Input rows:
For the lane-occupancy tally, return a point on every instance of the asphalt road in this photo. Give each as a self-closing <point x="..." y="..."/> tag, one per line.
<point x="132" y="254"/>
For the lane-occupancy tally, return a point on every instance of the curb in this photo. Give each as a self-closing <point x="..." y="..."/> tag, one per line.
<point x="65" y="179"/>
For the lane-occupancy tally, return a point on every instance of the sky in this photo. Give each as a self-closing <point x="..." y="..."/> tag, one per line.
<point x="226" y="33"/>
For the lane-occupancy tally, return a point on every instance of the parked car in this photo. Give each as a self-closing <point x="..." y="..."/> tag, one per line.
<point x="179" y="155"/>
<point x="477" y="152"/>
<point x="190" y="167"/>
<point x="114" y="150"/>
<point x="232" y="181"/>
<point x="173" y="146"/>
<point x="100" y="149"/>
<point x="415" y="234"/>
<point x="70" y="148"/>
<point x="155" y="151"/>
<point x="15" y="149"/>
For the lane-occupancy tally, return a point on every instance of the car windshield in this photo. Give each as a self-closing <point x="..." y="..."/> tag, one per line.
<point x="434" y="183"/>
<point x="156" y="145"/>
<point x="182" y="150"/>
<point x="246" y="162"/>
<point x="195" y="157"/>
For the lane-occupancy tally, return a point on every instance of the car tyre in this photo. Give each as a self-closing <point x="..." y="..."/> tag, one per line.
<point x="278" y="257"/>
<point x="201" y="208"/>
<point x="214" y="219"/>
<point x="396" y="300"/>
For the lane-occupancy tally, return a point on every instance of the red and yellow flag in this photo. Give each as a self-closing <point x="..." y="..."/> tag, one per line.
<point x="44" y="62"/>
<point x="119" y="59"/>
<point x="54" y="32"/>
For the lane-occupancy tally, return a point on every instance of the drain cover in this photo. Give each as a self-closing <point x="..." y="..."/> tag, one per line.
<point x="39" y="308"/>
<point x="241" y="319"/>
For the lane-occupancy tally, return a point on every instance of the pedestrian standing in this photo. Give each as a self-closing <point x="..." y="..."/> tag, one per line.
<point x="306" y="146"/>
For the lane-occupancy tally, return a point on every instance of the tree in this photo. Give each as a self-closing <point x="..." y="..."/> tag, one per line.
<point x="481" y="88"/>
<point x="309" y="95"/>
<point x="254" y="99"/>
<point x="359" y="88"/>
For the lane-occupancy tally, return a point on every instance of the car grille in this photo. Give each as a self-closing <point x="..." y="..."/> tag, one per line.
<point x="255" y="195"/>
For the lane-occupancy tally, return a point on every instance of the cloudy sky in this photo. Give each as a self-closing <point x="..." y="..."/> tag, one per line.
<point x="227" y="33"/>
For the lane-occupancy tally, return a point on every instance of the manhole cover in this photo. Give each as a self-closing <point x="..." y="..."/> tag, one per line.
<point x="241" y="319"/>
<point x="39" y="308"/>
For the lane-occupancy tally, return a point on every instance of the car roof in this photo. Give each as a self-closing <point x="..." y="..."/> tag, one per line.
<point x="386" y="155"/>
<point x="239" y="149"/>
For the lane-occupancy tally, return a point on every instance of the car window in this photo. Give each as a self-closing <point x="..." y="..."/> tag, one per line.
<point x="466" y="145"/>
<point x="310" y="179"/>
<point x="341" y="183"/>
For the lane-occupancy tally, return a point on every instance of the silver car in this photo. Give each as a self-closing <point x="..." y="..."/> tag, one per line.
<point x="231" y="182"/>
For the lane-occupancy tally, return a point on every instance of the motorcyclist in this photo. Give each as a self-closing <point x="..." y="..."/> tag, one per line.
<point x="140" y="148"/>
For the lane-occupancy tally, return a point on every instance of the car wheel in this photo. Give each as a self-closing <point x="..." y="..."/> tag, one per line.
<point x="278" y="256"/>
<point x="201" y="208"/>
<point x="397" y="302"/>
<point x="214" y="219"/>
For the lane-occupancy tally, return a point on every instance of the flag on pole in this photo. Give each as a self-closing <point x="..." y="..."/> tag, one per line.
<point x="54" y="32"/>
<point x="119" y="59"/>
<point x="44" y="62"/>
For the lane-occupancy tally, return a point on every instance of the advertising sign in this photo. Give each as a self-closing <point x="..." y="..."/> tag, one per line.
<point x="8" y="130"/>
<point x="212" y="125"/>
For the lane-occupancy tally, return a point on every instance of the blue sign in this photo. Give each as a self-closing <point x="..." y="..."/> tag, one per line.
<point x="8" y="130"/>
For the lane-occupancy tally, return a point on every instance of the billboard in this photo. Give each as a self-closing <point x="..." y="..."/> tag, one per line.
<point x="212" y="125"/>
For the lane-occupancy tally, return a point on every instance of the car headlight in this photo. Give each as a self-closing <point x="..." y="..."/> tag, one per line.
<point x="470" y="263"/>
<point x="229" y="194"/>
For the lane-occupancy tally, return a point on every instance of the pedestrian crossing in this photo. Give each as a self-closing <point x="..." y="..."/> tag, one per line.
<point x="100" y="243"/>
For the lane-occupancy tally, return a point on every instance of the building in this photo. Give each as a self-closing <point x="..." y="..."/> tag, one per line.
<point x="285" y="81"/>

Instructions to follow: Give back the lines of the listing from the one with "the car headlight" through the end, both included, exactly as written and with nothing added.

Response below:
For the lane-occupancy tally, return a point on every instance of the car headlight in this photo. Give each as a self-closing <point x="..." y="..."/> tag, one per line.
<point x="470" y="263"/>
<point x="229" y="194"/>
For the lane-occupancy tally, return a point on every instance of the pedestrian crossing in this photo. Give each as a self-closing <point x="..." y="..."/> tag, one per line.
<point x="100" y="243"/>
For the lane-occupancy tally, return a point on every instance of the building in this photo. Give each as a self-closing <point x="..." y="..."/> tag, one per line.
<point x="285" y="81"/>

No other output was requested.